Dataset excerpt

(begin)

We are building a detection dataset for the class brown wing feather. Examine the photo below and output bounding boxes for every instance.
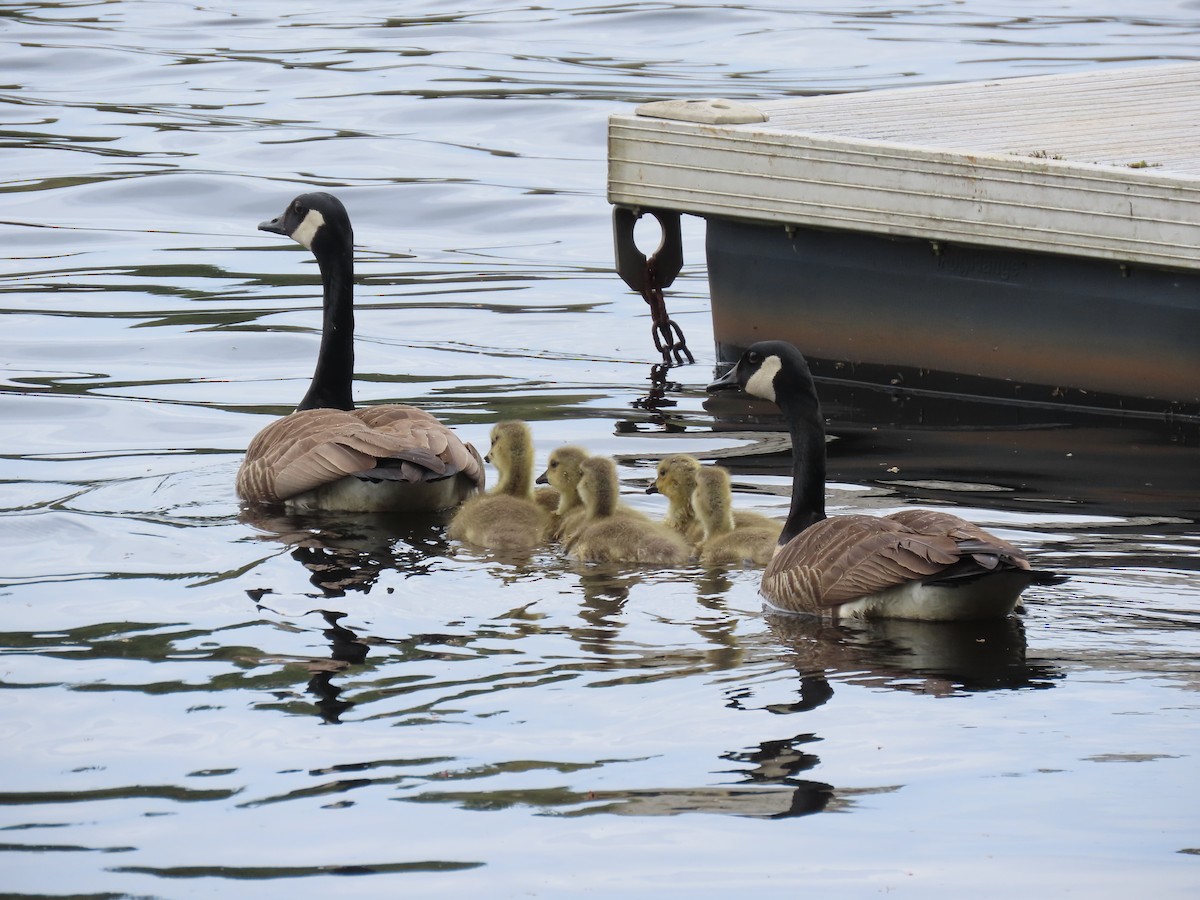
[354,404,485,488]
[888,509,1031,569]
[762,516,960,612]
[238,406,484,503]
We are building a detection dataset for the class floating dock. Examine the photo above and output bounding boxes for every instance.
[608,64,1200,416]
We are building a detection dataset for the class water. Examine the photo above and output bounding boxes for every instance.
[0,0,1200,898]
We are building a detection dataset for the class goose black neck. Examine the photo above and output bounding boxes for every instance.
[778,395,826,544]
[298,241,354,409]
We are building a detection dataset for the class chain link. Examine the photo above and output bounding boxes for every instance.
[642,256,696,366]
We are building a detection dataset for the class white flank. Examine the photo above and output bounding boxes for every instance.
[292,209,325,250]
[746,356,784,403]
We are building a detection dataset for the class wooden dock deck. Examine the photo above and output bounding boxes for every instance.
[608,62,1200,410]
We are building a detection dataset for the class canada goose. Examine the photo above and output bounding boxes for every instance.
[708,341,1061,620]
[446,421,550,551]
[692,466,780,565]
[538,444,588,538]
[238,193,485,512]
[566,456,688,565]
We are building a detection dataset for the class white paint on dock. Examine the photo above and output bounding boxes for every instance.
[608,62,1200,270]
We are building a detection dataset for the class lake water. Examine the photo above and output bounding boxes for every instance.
[0,0,1200,898]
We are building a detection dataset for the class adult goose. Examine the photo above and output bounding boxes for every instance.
[708,341,1062,622]
[238,192,484,512]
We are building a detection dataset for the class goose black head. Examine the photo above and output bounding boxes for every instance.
[708,341,816,403]
[258,191,354,252]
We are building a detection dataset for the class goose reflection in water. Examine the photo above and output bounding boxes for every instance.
[767,614,1063,713]
[242,512,449,596]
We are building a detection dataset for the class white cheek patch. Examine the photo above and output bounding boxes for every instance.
[292,209,325,250]
[746,356,784,403]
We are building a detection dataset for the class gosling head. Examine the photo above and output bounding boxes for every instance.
[646,454,700,502]
[580,456,619,518]
[484,421,533,472]
[538,445,588,497]
[258,191,354,253]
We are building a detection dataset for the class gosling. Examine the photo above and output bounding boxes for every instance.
[646,454,704,545]
[446,421,551,551]
[538,445,588,539]
[692,466,782,565]
[566,456,689,565]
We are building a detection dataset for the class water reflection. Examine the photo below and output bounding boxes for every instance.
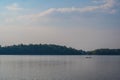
[0,56,120,80]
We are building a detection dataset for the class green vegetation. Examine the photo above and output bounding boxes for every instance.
[0,44,120,55]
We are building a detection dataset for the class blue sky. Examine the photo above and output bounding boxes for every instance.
[0,0,120,50]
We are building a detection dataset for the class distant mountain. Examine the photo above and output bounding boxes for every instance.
[0,44,120,55]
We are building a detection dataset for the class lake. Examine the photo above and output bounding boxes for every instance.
[0,55,120,80]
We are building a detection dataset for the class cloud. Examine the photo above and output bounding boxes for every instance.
[18,0,117,20]
[6,3,23,11]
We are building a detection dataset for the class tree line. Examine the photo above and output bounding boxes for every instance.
[0,44,120,55]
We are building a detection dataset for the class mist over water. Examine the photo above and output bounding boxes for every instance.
[0,55,120,80]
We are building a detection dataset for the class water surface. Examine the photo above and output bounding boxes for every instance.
[0,56,120,80]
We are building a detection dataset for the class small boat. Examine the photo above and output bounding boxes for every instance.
[85,56,92,59]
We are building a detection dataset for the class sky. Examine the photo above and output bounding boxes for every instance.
[0,0,120,50]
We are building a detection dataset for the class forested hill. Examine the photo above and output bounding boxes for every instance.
[0,44,85,55]
[0,44,120,55]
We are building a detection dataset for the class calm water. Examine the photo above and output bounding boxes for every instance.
[0,56,120,80]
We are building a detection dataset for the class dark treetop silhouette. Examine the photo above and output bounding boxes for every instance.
[0,44,120,55]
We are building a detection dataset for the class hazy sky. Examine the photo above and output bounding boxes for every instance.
[0,0,120,50]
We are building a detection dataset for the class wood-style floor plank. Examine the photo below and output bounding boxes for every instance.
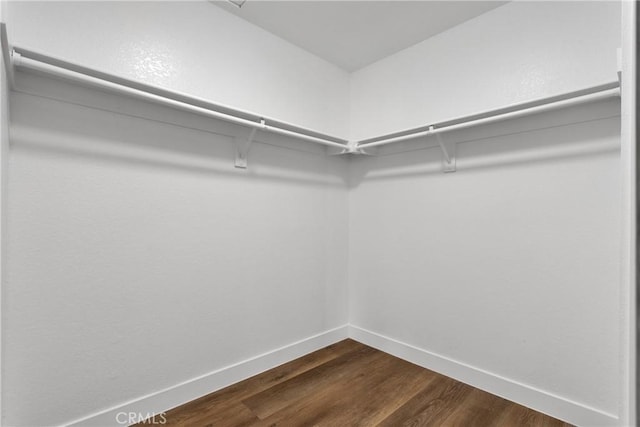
[139,340,569,427]
[162,340,362,427]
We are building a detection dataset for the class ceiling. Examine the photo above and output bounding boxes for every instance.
[213,0,507,71]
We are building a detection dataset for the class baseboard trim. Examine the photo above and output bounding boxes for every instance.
[66,325,349,427]
[349,325,620,426]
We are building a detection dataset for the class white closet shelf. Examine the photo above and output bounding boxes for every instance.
[0,23,620,172]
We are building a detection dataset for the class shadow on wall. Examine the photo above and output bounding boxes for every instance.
[349,108,620,187]
[11,93,346,187]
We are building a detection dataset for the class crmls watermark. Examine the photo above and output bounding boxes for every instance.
[116,412,167,425]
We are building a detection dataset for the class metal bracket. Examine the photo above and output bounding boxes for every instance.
[233,119,265,169]
[429,126,456,172]
[616,47,622,88]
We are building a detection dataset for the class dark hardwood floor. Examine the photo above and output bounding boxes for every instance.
[140,340,569,427]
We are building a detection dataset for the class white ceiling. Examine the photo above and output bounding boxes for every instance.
[213,0,507,71]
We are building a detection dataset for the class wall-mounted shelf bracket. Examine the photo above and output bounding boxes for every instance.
[616,47,622,87]
[429,126,456,172]
[234,119,265,169]
[344,141,362,154]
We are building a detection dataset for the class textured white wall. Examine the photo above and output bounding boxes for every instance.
[350,1,621,140]
[2,2,632,425]
[349,2,624,420]
[349,104,621,417]
[8,1,349,138]
[2,72,348,426]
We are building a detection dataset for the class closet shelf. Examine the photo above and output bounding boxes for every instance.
[0,23,620,172]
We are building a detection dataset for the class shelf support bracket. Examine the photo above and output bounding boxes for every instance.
[233,119,265,169]
[429,126,456,172]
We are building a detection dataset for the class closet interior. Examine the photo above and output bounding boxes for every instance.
[0,0,636,426]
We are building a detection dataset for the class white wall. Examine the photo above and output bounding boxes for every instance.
[2,2,622,425]
[7,1,349,138]
[0,2,9,423]
[349,2,628,425]
[349,102,621,425]
[2,67,348,426]
[351,1,620,140]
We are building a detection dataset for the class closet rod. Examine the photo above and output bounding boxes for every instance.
[356,81,620,148]
[11,46,348,150]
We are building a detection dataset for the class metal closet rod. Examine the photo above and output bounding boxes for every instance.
[356,81,620,148]
[1,41,620,153]
[8,46,348,150]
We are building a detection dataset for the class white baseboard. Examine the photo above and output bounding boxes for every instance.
[349,325,620,426]
[67,325,620,427]
[67,325,349,427]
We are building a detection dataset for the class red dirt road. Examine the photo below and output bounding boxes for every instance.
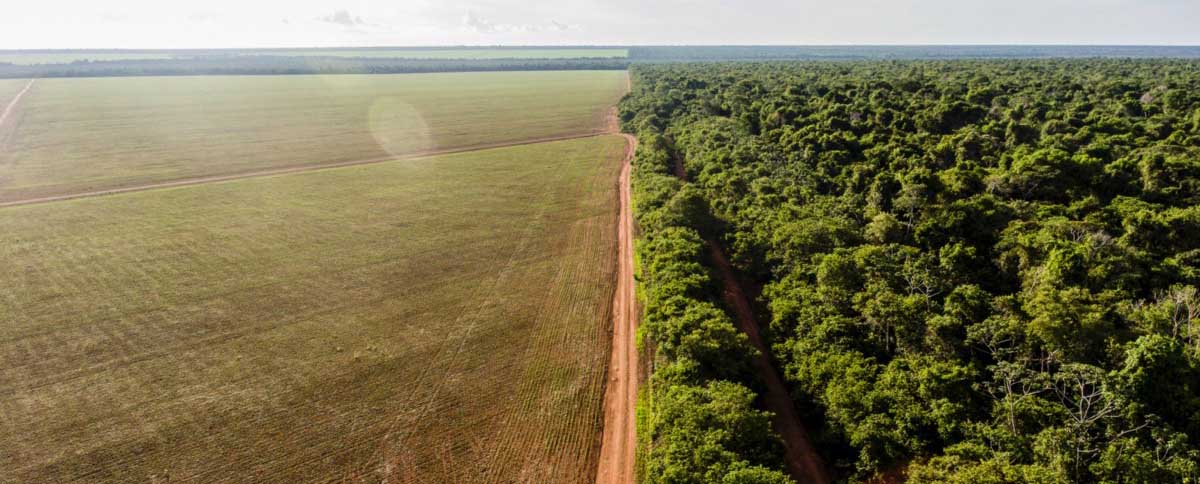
[596,129,637,484]
[708,243,832,484]
[596,69,638,484]
[672,142,833,484]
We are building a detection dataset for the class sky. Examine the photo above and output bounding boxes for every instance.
[0,0,1200,49]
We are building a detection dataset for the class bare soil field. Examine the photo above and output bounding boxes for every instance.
[0,134,625,483]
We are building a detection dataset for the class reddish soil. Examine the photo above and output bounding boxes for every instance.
[596,71,638,484]
[708,246,832,484]
[672,144,833,484]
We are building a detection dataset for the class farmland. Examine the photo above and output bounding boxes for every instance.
[0,71,625,203]
[0,136,625,483]
[265,48,629,59]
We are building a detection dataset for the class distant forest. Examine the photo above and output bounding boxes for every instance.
[620,59,1200,484]
[0,46,1200,78]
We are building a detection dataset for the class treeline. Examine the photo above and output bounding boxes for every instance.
[624,60,1200,483]
[0,55,629,79]
[623,91,792,484]
[629,46,1200,62]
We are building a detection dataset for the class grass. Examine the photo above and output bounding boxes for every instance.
[0,71,625,202]
[269,48,629,60]
[0,136,624,483]
[0,79,29,101]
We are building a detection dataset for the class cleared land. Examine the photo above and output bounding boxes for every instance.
[0,136,625,483]
[0,71,625,202]
[266,48,629,59]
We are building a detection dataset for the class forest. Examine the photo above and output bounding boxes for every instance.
[620,58,1200,484]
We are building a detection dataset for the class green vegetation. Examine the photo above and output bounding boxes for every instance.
[622,60,1200,483]
[0,134,628,484]
[0,50,175,66]
[625,93,790,484]
[0,71,625,202]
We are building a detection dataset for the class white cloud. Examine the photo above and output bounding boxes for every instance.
[320,10,367,28]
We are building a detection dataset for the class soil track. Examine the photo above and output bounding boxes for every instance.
[596,71,638,484]
[0,132,611,208]
[672,149,833,484]
[0,79,36,151]
[708,246,830,484]
[0,79,34,125]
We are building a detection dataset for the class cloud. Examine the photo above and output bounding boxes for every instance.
[319,10,366,28]
[462,10,580,34]
[462,10,496,34]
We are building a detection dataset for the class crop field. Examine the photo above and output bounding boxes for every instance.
[0,79,29,100]
[0,71,625,203]
[0,136,624,483]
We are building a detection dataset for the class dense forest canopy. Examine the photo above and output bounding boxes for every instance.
[622,58,1200,483]
[7,46,1200,78]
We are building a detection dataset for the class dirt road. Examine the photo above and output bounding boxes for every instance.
[0,79,34,151]
[0,79,34,125]
[672,138,833,484]
[596,71,638,484]
[708,243,830,484]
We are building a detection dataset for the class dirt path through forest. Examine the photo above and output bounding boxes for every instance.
[708,248,830,484]
[672,150,833,484]
[596,71,638,484]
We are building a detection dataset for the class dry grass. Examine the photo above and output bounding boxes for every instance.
[0,136,624,483]
[0,71,625,202]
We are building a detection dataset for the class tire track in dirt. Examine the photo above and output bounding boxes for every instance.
[0,131,611,208]
[0,79,37,153]
[596,70,638,484]
[0,79,36,125]
[708,246,832,484]
[672,144,833,484]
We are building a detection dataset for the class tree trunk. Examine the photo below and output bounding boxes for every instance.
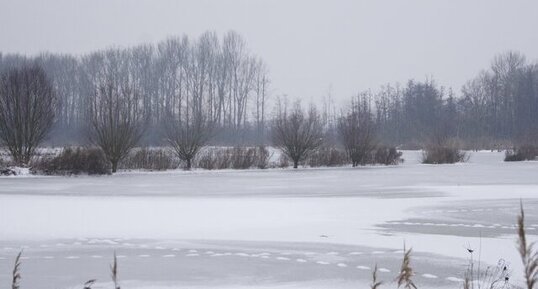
[110,161,118,173]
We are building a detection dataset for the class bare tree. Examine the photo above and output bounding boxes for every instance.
[271,103,323,169]
[89,51,143,173]
[0,64,56,165]
[338,95,376,167]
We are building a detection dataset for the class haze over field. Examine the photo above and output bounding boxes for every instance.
[0,0,538,101]
[0,0,538,289]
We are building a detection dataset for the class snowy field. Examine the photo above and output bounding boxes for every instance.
[0,152,538,289]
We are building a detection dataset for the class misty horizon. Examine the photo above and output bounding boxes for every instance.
[0,1,538,105]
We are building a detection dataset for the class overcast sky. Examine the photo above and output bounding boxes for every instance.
[0,0,538,103]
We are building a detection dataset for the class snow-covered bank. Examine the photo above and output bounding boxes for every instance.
[0,152,538,288]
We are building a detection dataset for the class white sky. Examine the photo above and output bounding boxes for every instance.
[0,0,538,103]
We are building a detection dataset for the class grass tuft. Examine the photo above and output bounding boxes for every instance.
[370,264,383,289]
[11,251,22,289]
[517,203,538,289]
[397,245,417,289]
[110,252,120,289]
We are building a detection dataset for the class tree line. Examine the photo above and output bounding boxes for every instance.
[0,31,269,144]
[0,32,538,171]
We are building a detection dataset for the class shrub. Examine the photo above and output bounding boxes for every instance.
[195,146,271,170]
[504,145,538,162]
[422,142,469,164]
[119,148,179,171]
[278,154,290,169]
[306,147,350,167]
[256,146,273,169]
[31,147,110,175]
[374,146,403,166]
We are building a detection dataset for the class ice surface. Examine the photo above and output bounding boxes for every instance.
[0,152,538,288]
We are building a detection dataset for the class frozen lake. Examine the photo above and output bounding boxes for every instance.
[0,152,538,288]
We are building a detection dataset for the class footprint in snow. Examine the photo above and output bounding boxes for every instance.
[379,268,390,273]
[446,277,464,282]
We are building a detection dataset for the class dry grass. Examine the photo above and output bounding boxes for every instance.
[110,252,120,289]
[370,264,383,289]
[397,245,417,289]
[11,251,22,289]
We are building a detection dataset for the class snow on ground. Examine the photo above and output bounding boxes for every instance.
[0,152,538,288]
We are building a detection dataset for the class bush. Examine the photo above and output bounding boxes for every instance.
[119,148,180,171]
[422,143,469,164]
[31,147,110,175]
[195,146,271,170]
[306,147,350,167]
[374,146,403,166]
[504,145,538,162]
[277,154,290,169]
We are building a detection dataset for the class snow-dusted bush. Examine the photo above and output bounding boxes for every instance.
[504,145,538,162]
[422,142,469,164]
[195,147,271,170]
[31,147,111,175]
[306,147,351,167]
[374,146,403,166]
[119,148,180,171]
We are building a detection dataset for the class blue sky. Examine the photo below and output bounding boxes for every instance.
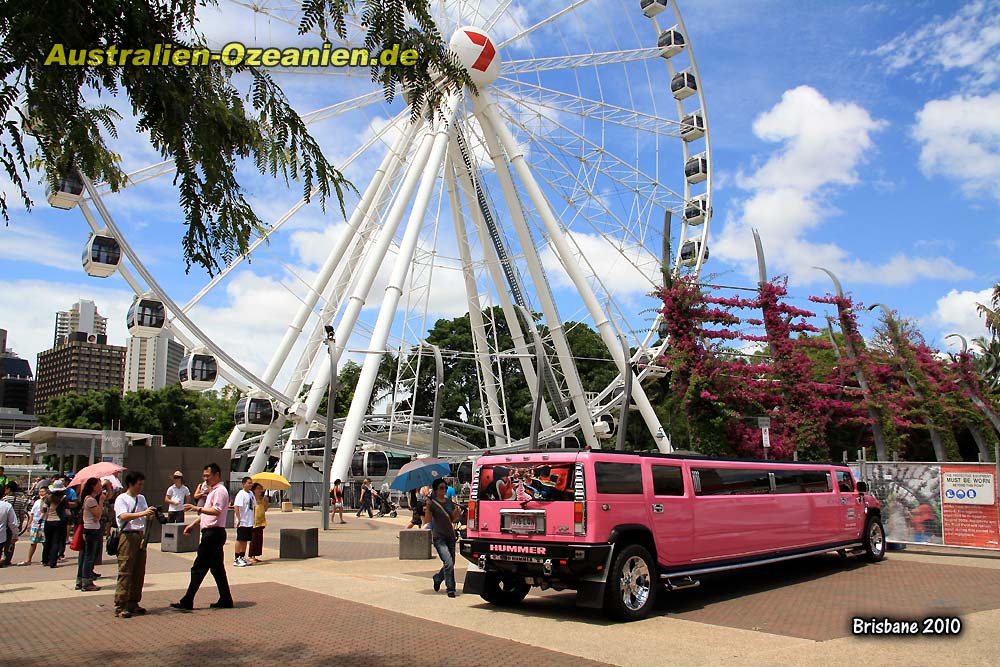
[0,0,1000,392]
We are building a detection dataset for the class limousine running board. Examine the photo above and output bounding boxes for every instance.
[660,542,862,588]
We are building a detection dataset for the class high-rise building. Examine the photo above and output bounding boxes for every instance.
[0,329,35,415]
[125,330,184,391]
[35,331,125,415]
[52,299,108,346]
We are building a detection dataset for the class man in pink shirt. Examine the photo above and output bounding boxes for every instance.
[170,463,233,611]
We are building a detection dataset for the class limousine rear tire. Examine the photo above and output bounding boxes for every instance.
[864,516,885,563]
[480,573,531,607]
[604,544,659,621]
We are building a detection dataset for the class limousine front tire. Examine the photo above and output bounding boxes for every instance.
[480,573,531,607]
[604,544,658,621]
[864,516,885,563]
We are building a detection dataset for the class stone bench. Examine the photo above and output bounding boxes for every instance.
[399,528,431,560]
[160,523,200,554]
[278,528,319,558]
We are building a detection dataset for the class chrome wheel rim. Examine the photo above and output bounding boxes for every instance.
[868,521,885,556]
[619,556,652,611]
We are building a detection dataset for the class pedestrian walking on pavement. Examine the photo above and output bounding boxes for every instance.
[233,477,257,567]
[18,486,49,567]
[0,484,20,568]
[76,477,104,592]
[42,479,69,567]
[247,482,270,563]
[170,463,233,611]
[424,479,462,598]
[330,479,347,523]
[354,477,374,519]
[114,470,155,618]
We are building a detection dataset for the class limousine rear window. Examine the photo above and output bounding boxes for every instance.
[479,463,576,502]
[651,465,684,496]
[694,468,771,496]
[774,470,833,493]
[594,462,642,494]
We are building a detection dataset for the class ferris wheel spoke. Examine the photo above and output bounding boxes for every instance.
[500,47,660,76]
[497,77,681,139]
[496,109,659,294]
[500,0,590,49]
[499,94,684,209]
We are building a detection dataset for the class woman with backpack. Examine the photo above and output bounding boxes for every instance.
[76,477,104,592]
[42,479,69,567]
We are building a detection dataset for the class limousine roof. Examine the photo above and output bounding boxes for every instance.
[483,447,848,468]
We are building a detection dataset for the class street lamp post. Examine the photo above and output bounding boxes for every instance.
[320,325,338,530]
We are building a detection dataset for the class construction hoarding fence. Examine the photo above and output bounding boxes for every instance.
[852,461,1000,550]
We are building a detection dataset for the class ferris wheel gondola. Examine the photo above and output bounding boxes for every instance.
[178,348,219,390]
[82,230,122,278]
[125,292,167,338]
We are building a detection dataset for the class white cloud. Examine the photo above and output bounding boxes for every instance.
[929,288,993,347]
[0,224,83,269]
[913,93,1000,200]
[711,86,970,285]
[873,0,1000,88]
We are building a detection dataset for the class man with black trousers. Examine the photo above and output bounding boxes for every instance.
[170,463,233,611]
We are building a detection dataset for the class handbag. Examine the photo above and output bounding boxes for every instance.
[69,523,83,551]
[104,498,139,556]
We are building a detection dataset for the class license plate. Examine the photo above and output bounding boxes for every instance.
[510,514,535,532]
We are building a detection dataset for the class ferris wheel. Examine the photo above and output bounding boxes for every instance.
[49,0,713,478]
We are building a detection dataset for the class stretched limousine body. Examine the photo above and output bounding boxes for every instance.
[459,450,885,620]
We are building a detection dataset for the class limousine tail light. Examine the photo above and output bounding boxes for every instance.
[573,463,587,535]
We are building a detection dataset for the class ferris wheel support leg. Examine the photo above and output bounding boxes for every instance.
[444,158,510,444]
[332,95,458,486]
[473,102,601,449]
[473,91,672,453]
[449,142,552,429]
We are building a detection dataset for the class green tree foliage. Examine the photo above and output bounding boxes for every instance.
[40,385,238,447]
[0,0,471,274]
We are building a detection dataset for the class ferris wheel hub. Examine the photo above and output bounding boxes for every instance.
[448,26,500,86]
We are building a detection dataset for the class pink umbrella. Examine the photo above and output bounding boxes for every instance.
[69,461,125,486]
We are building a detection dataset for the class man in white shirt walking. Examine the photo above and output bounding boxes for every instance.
[170,463,233,611]
[233,477,257,567]
[115,470,154,618]
[163,470,191,523]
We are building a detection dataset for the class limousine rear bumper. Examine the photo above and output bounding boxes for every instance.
[459,538,611,580]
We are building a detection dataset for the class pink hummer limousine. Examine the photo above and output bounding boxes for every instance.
[459,450,885,620]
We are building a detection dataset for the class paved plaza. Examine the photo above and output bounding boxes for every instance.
[0,510,1000,667]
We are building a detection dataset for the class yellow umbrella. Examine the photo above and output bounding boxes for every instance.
[250,472,291,491]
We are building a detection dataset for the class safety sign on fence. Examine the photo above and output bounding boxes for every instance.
[858,462,1000,549]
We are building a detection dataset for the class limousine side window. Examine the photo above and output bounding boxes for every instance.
[694,468,771,496]
[773,470,833,493]
[594,462,642,494]
[837,470,854,493]
[650,465,684,496]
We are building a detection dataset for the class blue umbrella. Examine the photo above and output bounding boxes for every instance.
[389,458,451,491]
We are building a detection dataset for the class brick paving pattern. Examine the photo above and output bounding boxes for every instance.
[0,582,603,667]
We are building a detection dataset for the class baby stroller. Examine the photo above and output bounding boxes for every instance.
[372,489,399,519]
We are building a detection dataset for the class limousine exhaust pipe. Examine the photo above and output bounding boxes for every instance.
[660,574,701,591]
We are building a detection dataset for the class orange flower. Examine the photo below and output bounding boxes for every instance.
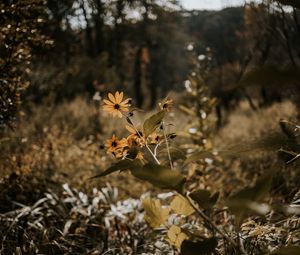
[126,125,145,147]
[105,135,128,153]
[103,91,131,118]
[159,98,173,112]
[148,132,163,144]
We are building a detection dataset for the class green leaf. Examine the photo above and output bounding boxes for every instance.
[130,163,185,192]
[227,171,273,227]
[189,189,219,209]
[184,151,215,165]
[142,197,170,228]
[91,159,142,179]
[143,110,166,137]
[271,246,300,255]
[181,237,218,255]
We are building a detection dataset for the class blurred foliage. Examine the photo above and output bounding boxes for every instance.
[0,0,52,127]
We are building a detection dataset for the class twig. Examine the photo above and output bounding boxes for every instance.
[162,121,173,169]
[127,117,160,165]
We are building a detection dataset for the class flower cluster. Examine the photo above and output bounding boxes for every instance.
[102,91,173,159]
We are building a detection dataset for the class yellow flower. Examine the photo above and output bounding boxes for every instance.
[159,98,173,112]
[126,125,145,147]
[105,135,128,153]
[103,91,131,118]
[148,132,163,144]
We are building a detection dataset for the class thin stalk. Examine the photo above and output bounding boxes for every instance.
[162,121,173,169]
[127,117,160,165]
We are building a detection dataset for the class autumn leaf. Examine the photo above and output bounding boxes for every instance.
[170,195,195,216]
[142,197,170,228]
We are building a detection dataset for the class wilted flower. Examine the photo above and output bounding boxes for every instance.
[126,125,145,147]
[105,135,128,152]
[148,132,163,144]
[159,98,173,112]
[103,91,131,118]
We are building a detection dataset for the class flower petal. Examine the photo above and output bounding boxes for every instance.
[108,93,117,104]
[103,99,114,105]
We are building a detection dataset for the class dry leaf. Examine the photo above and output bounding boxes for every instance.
[142,197,170,228]
[170,195,195,216]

(end)

» Aim
Copy the lines verbatim, from the line with "We are building a detection dataset for the class cleared" to the line with "[320,10,367,28]", both of those included.

» Result for this exercise
We are building a detection dataset for the class cleared land. Examine the photo above and output bounding boxes for every instance.
[0,136,625,483]
[0,71,625,202]
[266,48,629,59]
We are building a detection dataset for the class forest. Examine the photo above and output bounding boxes for every instance.
[620,58,1200,484]
We are building a detection dataset for the class green vegetation. Examine the photo above and output bounding boxes for every instance.
[622,60,1200,483]
[0,134,628,484]
[0,50,175,66]
[625,93,790,484]
[0,71,625,202]
We are building a detection dataset for the class white cloud. Examine the photo above and output bounding boxes for every instance.
[320,10,367,28]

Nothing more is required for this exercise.